### Aim 1
Write out the records verbatim, beginning at the line that contains "query (the noun phrase to segment): **horse's" and continuing through the final line of the records.

### Text shown
= = = = = = =
"A brief history of the Internet as I know it so far," J. R. Carpenter, Fish Piss
Vol. 2, No. 4
When I started university in 1990 I knew almost nothing about computers. I could not imagine what went on inside of them. I typed term papers on a typewriter; I wrote letters with a fountain pen. I undertook an undergraduate degree in fine arts with a concentration in fibres. Fibre arts turned into fibre optics. That joke isn't even funny any more. Here's what happened:
In 1993 one of my fibres professors forced all her students to get Internet accounts with the university so we could visit an alt.art. newsgroup she had started with some cultural theory types the year before. I was furious. Knowing full well that computers were evil and having no intention of coming under their power for public control, I resisted. But to no avail. The professor insisted. We were all trundled off to a dingy lab on the eight floor. It was another world up there.
During my early Internet excursions, I had no idea where I was or what I was doing there. Technically speaking, I had a lot of ground to cover. I knew nothing about directory structures or, well, anything. And it drove me crazy that I didn't know so I pushed and pushed. I had always been an avid letter writer. Written communication through a series of interconnected machines didn't seam like such of a leap of faith.
The Internet was totally textual back then. It had no interface. The joke of the day was, On the Internet no one knows you're a dog. Everyone was talking about gender politics and how, on the Internet, you could role-play and construct your own identity. At the same time that everyone was obsessed with sexuality they were all claiming disembodiment, which seemed like a contradiction, even then.
After a while the Internet started to seem like a natural habitat, albeit an adopted one. I didn't have a computer of my own. In 1993 I was accessing the internet from a UNIX lab that had X-Windows on Sun stations with huge monitors that made you feel like you were falling. I knew I was fumbling around in the dark. Surrounded by computer science students, I harassed them constantly. I wanted someone to show me how this thing really worked. No one would tell me anything useful.
= = = = = = =
### Given entries
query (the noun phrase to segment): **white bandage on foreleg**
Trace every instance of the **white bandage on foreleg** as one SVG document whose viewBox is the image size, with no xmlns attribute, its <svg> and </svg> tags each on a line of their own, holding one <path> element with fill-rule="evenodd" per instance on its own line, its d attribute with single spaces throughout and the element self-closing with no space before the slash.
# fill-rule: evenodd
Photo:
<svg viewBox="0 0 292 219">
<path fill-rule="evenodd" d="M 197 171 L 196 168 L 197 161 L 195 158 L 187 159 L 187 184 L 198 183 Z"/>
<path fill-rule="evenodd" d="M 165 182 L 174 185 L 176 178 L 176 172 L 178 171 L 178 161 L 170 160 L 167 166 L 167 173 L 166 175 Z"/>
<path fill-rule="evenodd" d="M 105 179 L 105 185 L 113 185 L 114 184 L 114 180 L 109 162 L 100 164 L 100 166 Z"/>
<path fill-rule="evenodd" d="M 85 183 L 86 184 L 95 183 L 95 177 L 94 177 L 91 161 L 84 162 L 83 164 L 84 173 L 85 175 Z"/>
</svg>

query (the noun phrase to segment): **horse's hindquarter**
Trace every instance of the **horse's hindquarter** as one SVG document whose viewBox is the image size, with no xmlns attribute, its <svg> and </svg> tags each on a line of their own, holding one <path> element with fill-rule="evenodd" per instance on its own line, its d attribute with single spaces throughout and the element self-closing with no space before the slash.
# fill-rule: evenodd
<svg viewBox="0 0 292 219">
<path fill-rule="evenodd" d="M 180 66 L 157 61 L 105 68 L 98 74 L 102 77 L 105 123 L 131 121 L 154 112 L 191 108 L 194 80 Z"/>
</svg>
= = = = = = =
### Aim 2
Reproduce the full text on the early Internet verbatim.

### Worked solution 1
query (the noun phrase to segment): **horse's hindquarter**
Trace every instance of the **horse's hindquarter** as one SVG document whose viewBox is the image size, with no xmlns attribute, its <svg> and </svg> tags each on a line of their own, holding one <path> element with fill-rule="evenodd" per instance on its own line, its d attribute with single spaces throughout and the element self-closing with no space before the slash.
# fill-rule: evenodd
<svg viewBox="0 0 292 219">
<path fill-rule="evenodd" d="M 180 66 L 157 61 L 105 68 L 98 74 L 102 77 L 105 123 L 131 121 L 154 112 L 191 108 L 194 80 Z"/>
</svg>

### Worked solution 2
"A brief history of the Internet as I know it so far," J. R. Carpenter, Fish Piss
Vol. 2, No. 4
When I started university in 1990 I knew almost nothing about computers. I could not imagine what went on inside of them. I typed term papers on a typewriter; I wrote letters with a fountain pen. I undertook an undergraduate degree in fine arts with a concentration in fibres. Fibre arts turned into fibre optics. That joke isn't even funny any more. Here's what happened:
In 1993 one of my fibres professors forced all her students to get Internet accounts with the university so we could visit an alt.art. newsgroup she had started with some cultural theory types the year before. I was furious. Knowing full well that computers were evil and having no intention of coming under their power for public control, I resisted. But to no avail. The professor insisted. We were all trundled off to a dingy lab on the eight floor. It was another world up there.
During my early Internet excursions, I had no idea where I was or what I was doing there. Technically speaking, I had a lot of ground to cover. I knew nothing about directory structures or, well, anything. And it drove me crazy that I didn't know so I pushed and pushed. I had always been an avid letter writer. Written communication through a series of interconnected machines didn't seam like such of a leap of faith.
The Internet was totally textual back then. It had no interface. The joke of the day was, On the Internet no one knows you're a dog. Everyone was talking about gender politics and how, on the Internet, you could role-play and construct your own identity. At the same time that everyone was obsessed with sexuality they were all claiming disembodiment, which seemed like a contradiction, even then.
After a while the Internet started to seem like a natural habitat, albeit an adopted one. I didn't have a computer of my own. In 1993 I was accessing the internet from a UNIX lab that had X-Windows on Sun stations with huge monitors that made you feel like you were falling. I knew I was fumbling around in the dark. Surrounded by computer science students, I harassed them constantly. I wanted someone to show me how this thing really worked. No one would tell me anything useful.